(Record excerpts begins)

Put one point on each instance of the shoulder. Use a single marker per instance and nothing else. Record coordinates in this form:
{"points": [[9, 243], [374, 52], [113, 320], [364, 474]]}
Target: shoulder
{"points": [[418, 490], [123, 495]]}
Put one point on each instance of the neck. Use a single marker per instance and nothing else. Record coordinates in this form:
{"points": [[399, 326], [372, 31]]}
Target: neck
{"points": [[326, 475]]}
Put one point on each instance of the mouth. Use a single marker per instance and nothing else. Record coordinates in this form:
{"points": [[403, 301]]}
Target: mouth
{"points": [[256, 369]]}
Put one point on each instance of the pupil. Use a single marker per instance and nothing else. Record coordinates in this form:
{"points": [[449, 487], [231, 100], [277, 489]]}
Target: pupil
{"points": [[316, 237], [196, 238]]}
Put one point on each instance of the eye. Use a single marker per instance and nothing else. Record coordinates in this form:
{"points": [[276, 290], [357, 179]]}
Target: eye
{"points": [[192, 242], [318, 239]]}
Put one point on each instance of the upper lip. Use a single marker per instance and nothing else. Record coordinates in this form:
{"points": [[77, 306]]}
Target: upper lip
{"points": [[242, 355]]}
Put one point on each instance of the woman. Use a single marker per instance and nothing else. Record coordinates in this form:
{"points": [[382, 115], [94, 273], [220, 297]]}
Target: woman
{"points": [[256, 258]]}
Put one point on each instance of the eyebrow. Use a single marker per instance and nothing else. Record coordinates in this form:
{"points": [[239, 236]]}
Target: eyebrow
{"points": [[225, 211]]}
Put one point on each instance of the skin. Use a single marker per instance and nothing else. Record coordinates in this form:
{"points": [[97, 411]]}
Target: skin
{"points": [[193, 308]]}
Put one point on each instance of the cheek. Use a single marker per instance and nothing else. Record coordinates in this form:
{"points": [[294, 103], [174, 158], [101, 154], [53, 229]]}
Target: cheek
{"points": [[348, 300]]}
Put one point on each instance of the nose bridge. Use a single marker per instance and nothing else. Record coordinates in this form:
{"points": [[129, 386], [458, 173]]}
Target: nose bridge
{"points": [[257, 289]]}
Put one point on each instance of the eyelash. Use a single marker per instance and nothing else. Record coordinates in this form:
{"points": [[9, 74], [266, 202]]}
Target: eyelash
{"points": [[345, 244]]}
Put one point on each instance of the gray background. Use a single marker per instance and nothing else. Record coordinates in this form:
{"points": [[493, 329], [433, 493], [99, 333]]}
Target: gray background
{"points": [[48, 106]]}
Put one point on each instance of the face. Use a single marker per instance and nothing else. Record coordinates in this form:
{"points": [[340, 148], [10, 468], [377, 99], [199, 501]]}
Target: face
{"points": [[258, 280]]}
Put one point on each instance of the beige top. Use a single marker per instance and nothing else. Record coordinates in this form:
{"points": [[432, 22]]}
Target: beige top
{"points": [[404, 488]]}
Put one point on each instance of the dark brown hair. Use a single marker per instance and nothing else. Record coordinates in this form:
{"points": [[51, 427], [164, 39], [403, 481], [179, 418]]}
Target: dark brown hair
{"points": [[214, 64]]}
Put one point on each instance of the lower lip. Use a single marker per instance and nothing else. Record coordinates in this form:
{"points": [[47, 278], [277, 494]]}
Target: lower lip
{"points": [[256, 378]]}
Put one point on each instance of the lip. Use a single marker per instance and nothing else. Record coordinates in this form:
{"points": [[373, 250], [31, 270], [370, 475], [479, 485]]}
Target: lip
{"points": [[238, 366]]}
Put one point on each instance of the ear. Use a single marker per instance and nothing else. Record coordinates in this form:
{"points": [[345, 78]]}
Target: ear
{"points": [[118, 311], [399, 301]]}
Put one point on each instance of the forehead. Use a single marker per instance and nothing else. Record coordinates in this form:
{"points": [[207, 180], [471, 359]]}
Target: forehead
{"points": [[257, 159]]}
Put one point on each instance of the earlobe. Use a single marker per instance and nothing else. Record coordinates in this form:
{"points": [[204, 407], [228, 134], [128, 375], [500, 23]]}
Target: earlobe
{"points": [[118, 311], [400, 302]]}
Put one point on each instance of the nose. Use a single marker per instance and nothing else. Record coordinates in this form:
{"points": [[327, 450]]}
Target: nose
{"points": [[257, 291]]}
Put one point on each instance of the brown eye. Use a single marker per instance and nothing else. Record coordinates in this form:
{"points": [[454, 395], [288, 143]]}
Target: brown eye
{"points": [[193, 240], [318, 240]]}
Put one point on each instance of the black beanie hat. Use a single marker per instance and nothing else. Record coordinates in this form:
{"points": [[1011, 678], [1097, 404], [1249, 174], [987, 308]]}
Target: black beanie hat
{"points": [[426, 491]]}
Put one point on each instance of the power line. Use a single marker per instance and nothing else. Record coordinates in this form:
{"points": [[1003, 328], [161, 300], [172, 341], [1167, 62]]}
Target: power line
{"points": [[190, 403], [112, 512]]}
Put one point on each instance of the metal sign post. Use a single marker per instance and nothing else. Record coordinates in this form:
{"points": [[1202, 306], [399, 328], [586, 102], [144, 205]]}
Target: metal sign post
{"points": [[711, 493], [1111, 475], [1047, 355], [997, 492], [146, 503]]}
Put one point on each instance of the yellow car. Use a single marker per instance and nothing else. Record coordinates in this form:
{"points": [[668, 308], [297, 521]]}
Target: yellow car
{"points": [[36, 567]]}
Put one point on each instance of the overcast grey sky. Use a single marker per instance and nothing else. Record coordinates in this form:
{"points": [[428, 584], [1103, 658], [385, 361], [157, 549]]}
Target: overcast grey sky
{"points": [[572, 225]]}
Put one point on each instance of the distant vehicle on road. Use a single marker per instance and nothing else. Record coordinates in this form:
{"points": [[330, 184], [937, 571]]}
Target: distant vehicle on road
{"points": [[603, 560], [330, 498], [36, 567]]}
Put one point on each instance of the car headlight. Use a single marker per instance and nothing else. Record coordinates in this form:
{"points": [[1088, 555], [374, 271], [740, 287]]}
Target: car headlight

(Record excerpts ends)

Problem statement. Only the number is wanted: how many lines of these entries contain the string "headlight"?

Your response. 2